I’ll admit I silently balked at the idea when it was first put before me: that at an event I volunteered at for ‘special families’ (those affected by disability), each family member, on arrival, would receive a sticky label – ‘child’, ‘sibling’ or ‘parent/carer’. My philosophy is generally, to take every child I come across on an individual basis, and to respond accordingly. You just can’t pigeon-hole children like that.
But, actually, it was useful. Most of the families who attended had a member somewhere on the autistic spectrum and, among the children, it was good to know, and not immediately obvious in some cases, who would probably benefit from dedicated individual attention, and who would not necessarily respond to me in a way commensurate with their age.
I listened to mothers (it was mothers, not parents) speak with each other about their fight for diagnosis – how many specialists they had been to see before receiving one, after their child had struggled for a few years at school and – seeing how much solidarity there was among these adults who all been through a similar, tough process – I reflected on my own “invisible disability” label.
I saw how, contrary to what I would normally believe, it has been massively helpful. Because I now do have an ‘official diagnosis’ on the report from my review meeting: F60 – emotionally unstable personality disorder.
It has helped because the diagnosis of depression did not make sense: yes, I oftentimes meet the criteria for severe depression, but I don’t for very long – I have days in-between down periods, when I can get ‘out of my head’ and genuinely enjoy doing something. And the anti-depressants have never done more than taken the edge off raw emotion, even when I’ve been in counselling.
It has helped because I have seen patterns in my thoughts and emotional reactions that are common to those with this diagnosis. Weird reactions, shameful ones, that I now know are characteristic of this illness – and which aren’t me being strange – or wilfully sinful – but are treatable symptoms that I can work on. I feel less like I am totally to blame for being this way. Not that I can abscond responsibility for my thoughts, emotion, or behaviour, or for changing them, but that they are understandable, in the context of mental illness. That it is not my fault that I react this way, but the result of experience and circumstance.

> _What the task asks_: Using the passage, explain in one to three sentences why the author found the sticky labels at the event for "special families" useful.

> _Material supplied_:
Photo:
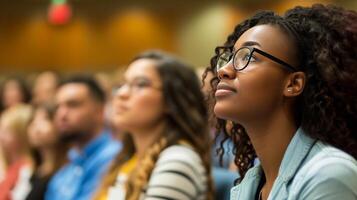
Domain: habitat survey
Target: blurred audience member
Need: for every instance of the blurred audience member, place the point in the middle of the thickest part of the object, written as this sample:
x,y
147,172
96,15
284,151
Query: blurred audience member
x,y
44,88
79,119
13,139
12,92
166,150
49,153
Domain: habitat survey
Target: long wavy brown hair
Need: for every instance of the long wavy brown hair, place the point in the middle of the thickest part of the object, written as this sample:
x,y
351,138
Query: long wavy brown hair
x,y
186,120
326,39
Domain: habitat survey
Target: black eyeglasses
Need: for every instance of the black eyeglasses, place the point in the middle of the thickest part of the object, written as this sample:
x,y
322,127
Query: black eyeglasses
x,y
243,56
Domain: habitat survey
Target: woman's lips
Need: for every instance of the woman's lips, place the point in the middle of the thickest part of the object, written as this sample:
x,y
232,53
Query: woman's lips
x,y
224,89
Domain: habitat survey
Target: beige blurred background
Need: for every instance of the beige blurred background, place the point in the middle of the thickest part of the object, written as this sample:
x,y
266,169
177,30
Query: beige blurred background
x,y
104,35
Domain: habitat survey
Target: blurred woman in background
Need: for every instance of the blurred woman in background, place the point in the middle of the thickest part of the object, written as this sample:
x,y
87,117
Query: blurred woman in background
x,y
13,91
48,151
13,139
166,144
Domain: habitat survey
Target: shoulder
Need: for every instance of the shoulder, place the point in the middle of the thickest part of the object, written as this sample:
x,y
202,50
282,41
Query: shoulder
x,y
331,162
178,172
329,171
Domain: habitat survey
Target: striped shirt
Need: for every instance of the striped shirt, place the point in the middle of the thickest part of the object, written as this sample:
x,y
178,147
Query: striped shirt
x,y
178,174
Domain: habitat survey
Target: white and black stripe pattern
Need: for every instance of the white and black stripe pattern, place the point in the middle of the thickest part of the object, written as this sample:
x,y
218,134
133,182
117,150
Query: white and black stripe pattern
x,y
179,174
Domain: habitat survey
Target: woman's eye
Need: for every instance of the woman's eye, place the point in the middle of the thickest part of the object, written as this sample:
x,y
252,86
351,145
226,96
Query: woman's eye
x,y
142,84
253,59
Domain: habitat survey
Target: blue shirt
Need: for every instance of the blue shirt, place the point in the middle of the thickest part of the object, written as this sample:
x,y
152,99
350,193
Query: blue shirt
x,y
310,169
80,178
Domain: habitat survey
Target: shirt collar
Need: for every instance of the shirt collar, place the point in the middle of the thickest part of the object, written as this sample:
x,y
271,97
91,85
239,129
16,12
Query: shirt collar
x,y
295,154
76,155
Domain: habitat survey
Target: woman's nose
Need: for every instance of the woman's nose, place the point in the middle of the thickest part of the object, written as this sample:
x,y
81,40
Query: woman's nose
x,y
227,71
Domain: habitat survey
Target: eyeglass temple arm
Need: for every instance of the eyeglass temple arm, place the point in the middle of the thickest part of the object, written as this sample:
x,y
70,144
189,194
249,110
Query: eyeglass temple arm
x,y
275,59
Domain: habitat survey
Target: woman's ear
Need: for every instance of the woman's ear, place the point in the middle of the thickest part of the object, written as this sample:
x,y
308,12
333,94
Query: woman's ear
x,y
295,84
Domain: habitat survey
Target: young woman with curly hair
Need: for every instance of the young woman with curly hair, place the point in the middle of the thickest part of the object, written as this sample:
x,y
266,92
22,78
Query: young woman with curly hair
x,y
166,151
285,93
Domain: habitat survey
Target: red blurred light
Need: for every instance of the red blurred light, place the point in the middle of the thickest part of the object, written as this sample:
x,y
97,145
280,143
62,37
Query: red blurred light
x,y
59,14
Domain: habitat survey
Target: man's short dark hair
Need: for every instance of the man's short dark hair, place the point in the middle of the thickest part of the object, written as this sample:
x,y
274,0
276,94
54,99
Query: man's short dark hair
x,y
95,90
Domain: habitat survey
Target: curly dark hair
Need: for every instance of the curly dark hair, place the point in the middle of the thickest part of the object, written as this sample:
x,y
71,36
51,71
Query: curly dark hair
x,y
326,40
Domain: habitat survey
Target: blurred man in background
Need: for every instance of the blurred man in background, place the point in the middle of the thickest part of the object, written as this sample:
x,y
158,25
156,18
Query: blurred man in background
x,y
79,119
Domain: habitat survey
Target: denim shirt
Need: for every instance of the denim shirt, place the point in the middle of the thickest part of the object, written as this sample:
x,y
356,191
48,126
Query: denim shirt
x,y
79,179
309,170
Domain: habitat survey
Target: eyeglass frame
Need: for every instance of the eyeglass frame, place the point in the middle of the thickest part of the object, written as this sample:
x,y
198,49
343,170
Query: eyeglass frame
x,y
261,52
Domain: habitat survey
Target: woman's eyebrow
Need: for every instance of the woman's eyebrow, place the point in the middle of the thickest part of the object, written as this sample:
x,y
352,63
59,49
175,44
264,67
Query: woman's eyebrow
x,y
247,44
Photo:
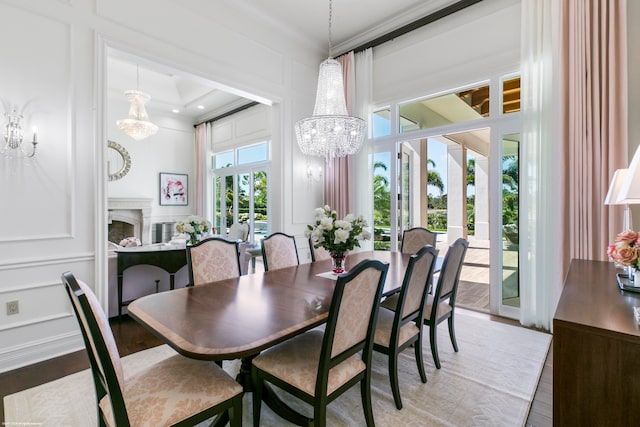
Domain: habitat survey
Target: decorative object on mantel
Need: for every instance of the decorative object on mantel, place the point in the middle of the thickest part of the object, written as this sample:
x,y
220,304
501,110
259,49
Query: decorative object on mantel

> _Answer to this task_: Most of the families attending had a member somewhere on the autistic spectrum. Among the children, it was good to know, and not always immediately obvious, who would probably benefit from dedicated individual attention and who might not respond to the author in a way commensurate with their age.